(Image-grounded pointing data)
※ ※ ※

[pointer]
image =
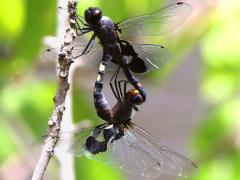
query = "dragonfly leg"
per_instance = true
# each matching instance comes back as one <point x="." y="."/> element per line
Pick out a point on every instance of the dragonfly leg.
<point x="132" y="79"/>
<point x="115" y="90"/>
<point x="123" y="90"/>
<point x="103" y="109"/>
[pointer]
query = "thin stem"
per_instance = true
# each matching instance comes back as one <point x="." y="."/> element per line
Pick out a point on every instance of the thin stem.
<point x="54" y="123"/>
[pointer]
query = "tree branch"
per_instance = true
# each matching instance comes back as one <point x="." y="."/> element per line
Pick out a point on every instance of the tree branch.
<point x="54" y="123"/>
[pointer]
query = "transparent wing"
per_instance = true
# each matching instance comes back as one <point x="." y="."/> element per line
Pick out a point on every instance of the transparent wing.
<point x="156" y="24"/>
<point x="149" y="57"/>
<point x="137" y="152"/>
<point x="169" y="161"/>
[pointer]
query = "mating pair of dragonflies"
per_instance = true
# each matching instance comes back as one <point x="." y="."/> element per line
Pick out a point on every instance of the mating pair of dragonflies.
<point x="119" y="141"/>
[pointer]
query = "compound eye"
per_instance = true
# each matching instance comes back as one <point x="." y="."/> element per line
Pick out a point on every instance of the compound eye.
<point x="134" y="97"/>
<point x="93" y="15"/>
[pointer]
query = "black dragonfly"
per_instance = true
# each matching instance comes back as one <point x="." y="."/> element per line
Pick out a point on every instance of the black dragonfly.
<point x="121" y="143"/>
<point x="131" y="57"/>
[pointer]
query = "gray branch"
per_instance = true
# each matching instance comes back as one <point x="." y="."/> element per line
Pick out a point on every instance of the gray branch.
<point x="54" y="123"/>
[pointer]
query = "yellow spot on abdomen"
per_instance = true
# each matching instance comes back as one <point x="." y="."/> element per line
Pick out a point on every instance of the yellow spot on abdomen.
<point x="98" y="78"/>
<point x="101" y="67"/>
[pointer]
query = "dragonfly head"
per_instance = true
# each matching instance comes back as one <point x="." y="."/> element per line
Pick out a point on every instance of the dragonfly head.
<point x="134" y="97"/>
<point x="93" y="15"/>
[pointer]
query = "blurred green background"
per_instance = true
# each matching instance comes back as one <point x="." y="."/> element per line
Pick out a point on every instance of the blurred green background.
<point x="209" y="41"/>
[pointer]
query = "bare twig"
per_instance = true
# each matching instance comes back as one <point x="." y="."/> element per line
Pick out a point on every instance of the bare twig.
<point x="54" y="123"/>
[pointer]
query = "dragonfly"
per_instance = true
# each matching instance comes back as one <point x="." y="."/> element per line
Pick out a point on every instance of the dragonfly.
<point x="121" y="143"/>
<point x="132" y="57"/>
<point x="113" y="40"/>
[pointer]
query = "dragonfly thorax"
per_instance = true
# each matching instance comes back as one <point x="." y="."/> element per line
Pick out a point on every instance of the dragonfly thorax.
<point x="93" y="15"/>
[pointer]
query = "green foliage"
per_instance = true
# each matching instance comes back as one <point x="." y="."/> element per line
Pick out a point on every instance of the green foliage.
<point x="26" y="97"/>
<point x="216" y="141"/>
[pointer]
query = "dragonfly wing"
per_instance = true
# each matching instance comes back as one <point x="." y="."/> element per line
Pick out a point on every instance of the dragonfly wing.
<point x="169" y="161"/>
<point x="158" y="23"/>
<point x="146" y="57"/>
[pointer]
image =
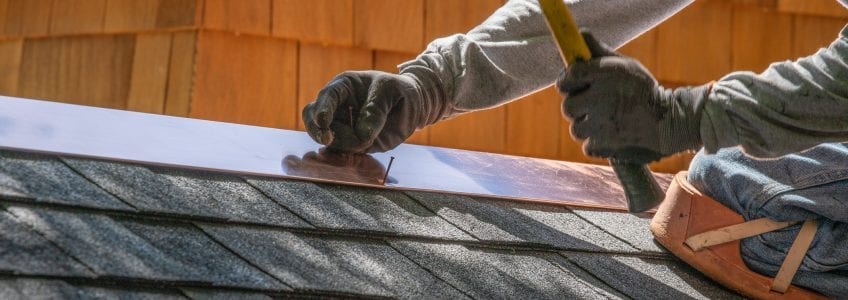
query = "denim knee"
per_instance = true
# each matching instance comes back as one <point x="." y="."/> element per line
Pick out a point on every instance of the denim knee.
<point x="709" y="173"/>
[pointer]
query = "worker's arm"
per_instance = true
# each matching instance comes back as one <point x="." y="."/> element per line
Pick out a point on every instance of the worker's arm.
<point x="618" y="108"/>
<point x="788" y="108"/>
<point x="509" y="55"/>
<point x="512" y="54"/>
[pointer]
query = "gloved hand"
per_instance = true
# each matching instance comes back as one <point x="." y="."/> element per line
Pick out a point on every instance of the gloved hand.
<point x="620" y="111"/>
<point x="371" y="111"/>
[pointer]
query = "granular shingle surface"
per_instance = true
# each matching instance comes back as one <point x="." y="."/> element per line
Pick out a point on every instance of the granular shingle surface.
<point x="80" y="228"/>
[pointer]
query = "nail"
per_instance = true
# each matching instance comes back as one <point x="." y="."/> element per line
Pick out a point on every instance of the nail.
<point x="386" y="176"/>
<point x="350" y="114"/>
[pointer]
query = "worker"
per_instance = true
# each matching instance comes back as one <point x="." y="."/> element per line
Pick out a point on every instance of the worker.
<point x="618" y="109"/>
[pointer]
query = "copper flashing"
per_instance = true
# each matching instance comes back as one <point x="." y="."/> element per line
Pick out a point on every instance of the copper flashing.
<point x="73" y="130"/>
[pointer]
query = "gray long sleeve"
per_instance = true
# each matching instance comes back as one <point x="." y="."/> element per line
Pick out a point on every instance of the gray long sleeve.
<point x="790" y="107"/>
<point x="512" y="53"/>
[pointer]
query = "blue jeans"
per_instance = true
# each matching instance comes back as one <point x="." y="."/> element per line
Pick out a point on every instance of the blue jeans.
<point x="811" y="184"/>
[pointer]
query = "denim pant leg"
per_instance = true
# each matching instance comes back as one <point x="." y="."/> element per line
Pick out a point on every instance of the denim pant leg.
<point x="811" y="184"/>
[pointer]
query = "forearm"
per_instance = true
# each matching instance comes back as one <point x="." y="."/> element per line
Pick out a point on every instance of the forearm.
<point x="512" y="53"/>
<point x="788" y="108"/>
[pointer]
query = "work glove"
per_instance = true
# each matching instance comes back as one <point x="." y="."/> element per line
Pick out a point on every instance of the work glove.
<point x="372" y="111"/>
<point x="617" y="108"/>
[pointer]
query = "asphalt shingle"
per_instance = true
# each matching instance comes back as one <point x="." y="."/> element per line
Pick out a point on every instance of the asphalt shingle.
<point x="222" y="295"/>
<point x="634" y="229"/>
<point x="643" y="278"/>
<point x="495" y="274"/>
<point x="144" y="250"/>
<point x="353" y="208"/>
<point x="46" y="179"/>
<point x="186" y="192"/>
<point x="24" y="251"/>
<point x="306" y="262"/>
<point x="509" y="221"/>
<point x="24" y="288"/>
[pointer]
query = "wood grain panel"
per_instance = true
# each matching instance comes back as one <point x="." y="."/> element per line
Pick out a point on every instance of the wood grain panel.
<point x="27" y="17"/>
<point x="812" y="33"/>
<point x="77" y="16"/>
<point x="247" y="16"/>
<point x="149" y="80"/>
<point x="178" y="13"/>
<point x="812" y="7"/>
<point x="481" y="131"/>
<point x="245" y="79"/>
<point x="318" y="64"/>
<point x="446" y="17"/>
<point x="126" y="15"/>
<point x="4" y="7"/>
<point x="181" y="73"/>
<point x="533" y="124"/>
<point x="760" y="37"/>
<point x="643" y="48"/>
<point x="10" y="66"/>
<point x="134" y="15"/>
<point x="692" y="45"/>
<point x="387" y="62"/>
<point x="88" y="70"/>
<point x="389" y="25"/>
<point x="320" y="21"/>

※ ※ ※

**Required work**: Whatever the records hold apart from pictures should be repeated exactly.

**Answer box**:
[pointer]
image =
query = "dragonfly leg"
per_instance = true
# each matching instance comes back as one <point x="." y="."/> element per line
Pick out a point on every instance of the dragonfly leg.
<point x="132" y="79"/>
<point x="115" y="90"/>
<point x="123" y="90"/>
<point x="103" y="109"/>
[pointer]
query = "thin stem"
per_instance = true
# each matching instance comes back as one <point x="." y="."/> element per line
Pick out a point on every instance of the thin stem.
<point x="54" y="123"/>
[pointer]
query = "tree branch"
per_instance = true
# each matching instance comes back as one <point x="." y="."/> element per line
Pick out a point on every instance of the tree branch.
<point x="54" y="123"/>
[pointer]
query = "transparent wing"
per_instance = true
# each matching instance comes back as one <point x="." y="."/> element per line
Pick out a point on every instance of the transparent wing.
<point x="156" y="24"/>
<point x="149" y="57"/>
<point x="137" y="152"/>
<point x="169" y="161"/>
[pointer]
query = "mating pair of dragonflies"
per_instance = true
# each matching instance comes back as one <point x="." y="."/> element per line
Pick out a point on every instance of the mating pair of dragonflies.
<point x="119" y="141"/>
[pointer]
query = "compound eye"
per_instance = true
# each matching instance comes back as one <point x="." y="."/> element per line
Pick out a point on every instance of the compound eye.
<point x="134" y="97"/>
<point x="93" y="15"/>
[pointer]
query = "black dragonfly"
per_instance = true
# each matching instance comes back as one <point x="." y="."/> element per line
Pick out a point on every instance of the black dragonfly.
<point x="121" y="143"/>
<point x="131" y="57"/>
[pointer]
query = "gray branch"
per_instance = true
# each matching instance comes back as one <point x="." y="."/> element per line
Pick out a point on every instance of the gray branch.
<point x="54" y="123"/>
[pointer]
query = "yellow spot on abdomen"
per_instance = true
# each matching instance comes back as one <point x="." y="."/> element per line
Pick out a point on every instance of the yellow spot on abdomen.
<point x="98" y="78"/>
<point x="101" y="67"/>
[pointer]
query = "dragonfly head"
per_instance = true
# each matching instance comes back as one <point x="." y="."/> element per line
Pick out a point on every instance of the dragonfly head.
<point x="134" y="97"/>
<point x="93" y="15"/>
[pointer]
query = "blurred green background"
per_instance = true
# each matching instance comes back as one <point x="." y="."/> element per line
Pick out a point on every instance of the blurred green background.
<point x="209" y="41"/>
[pointer]
query = "bare twig"
per_instance = true
# each matching instance comes back as one <point x="." y="."/> element per line
Pick out a point on every instance of the bare twig.
<point x="54" y="123"/>
[pointer]
query = "dragonfly"
per_instance = true
# each matching instance comes back as one <point x="." y="."/> element per line
Pick out a point on every instance of the dragonfly.
<point x="121" y="143"/>
<point x="132" y="57"/>
<point x="113" y="40"/>
[pointer]
query = "dragonfly thorax"
per_instance = true
# each matching instance comes back as one <point x="." y="."/> element per line
Pick out a point on every instance of the dragonfly thorax.
<point x="93" y="15"/>
[pointer]
query = "green foliage"
per_instance = true
# each matching instance comes back as one <point x="." y="."/> element per line
Pick out a point on every instance of the green foliage.
<point x="26" y="97"/>
<point x="216" y="141"/>
[pointer]
query = "dragonfly wing"
per_instance = true
# each matching instance comes back as one <point x="." y="."/> element per line
Pick out a point on every instance of the dragonfly wing.
<point x="169" y="161"/>
<point x="158" y="23"/>
<point x="146" y="57"/>
[pointer]
image =
query = "denim knee"
per_instance = true
# each matching instance comes back as one <point x="." y="."/> element per line
Pick out a point on every instance of the denim knee.
<point x="709" y="173"/>
[pointer]
query = "worker's arm"
per_instance = true
# each matching instance comes back as one <point x="." y="."/> element per line
Pick out a point on every instance of the worker's arm.
<point x="618" y="108"/>
<point x="788" y="108"/>
<point x="509" y="55"/>
<point x="512" y="54"/>
[pointer]
query = "gloved hand"
per_instance = true
# each matching instance comes back as one <point x="." y="."/> element per line
Pick out a point on every instance of the gloved hand.
<point x="620" y="111"/>
<point x="371" y="111"/>
[pointer]
query = "granular shingle surface"
per_instance = true
# each matching instance comes back as one <point x="." y="."/> element per line
Pick out a point on every instance of the granular shingle surface.
<point x="80" y="228"/>
[pointer]
query = "nail"
per_instance = true
# each matching instance comes back as one <point x="." y="."/> element per line
Pick out a point on every instance of the nail.
<point x="386" y="176"/>
<point x="350" y="114"/>
[pointer]
query = "worker"
per_instance = true
# each matching instance comes back as one <point x="." y="."/> element per line
Pick out a point on every instance of the worker.
<point x="618" y="109"/>
[pointer]
query = "copper flashing"
per_instance = true
# each matching instance comes back as one <point x="." y="."/> element per line
Pick out a point on every instance of the copper flashing.
<point x="73" y="130"/>
[pointer]
query = "gray long sleeve"
per_instance = true
# each matching instance comes back as one <point x="." y="."/> element per line
Pick out a point on every instance of the gray long sleeve.
<point x="790" y="107"/>
<point x="512" y="53"/>
[pointer]
query = "blue jeans"
per_instance = true
# each matching instance comes back as one <point x="." y="."/> element per line
Pick out a point on every instance of the blue jeans.
<point x="811" y="184"/>
[pointer]
query = "denim pant leg"
per_instance = true
# each matching instance comes back as one <point x="." y="."/> element per line
Pick out a point on every instance of the denim pant leg.
<point x="811" y="184"/>
[pointer]
query = "forearm"
per_instance = true
# each matching instance comes back as one <point x="." y="."/> element per line
Pick out a point on every instance of the forearm.
<point x="512" y="53"/>
<point x="788" y="108"/>
[pointer]
query = "work glove"
per_instance = true
# each matching instance comes back as one <point x="." y="."/> element per line
Pick out a point on every instance of the work glove.
<point x="372" y="111"/>
<point x="617" y="108"/>
[pointer]
query = "asphalt shingle"
per_instance = true
# each matching instance comes back as one <point x="." y="."/> element per line
Pick out a point on every instance of the asphalt shingle.
<point x="222" y="295"/>
<point x="634" y="229"/>
<point x="643" y="278"/>
<point x="495" y="274"/>
<point x="144" y="250"/>
<point x="353" y="208"/>
<point x="46" y="179"/>
<point x="186" y="192"/>
<point x="24" y="251"/>
<point x="306" y="262"/>
<point x="509" y="221"/>
<point x="24" y="288"/>
[pointer]
query = "wood grain panel"
per_instance = true
# each matching instance comes back as one <point x="." y="."/> element per line
Pick out a point on every instance of the wood grain panel.
<point x="27" y="17"/>
<point x="812" y="33"/>
<point x="77" y="16"/>
<point x="247" y="16"/>
<point x="149" y="80"/>
<point x="178" y="13"/>
<point x="812" y="7"/>
<point x="481" y="131"/>
<point x="245" y="79"/>
<point x="318" y="64"/>
<point x="446" y="17"/>
<point x="126" y="15"/>
<point x="4" y="7"/>
<point x="181" y="73"/>
<point x="533" y="124"/>
<point x="760" y="37"/>
<point x="643" y="48"/>
<point x="10" y="66"/>
<point x="134" y="15"/>
<point x="692" y="45"/>
<point x="387" y="62"/>
<point x="88" y="70"/>
<point x="389" y="25"/>
<point x="320" y="21"/>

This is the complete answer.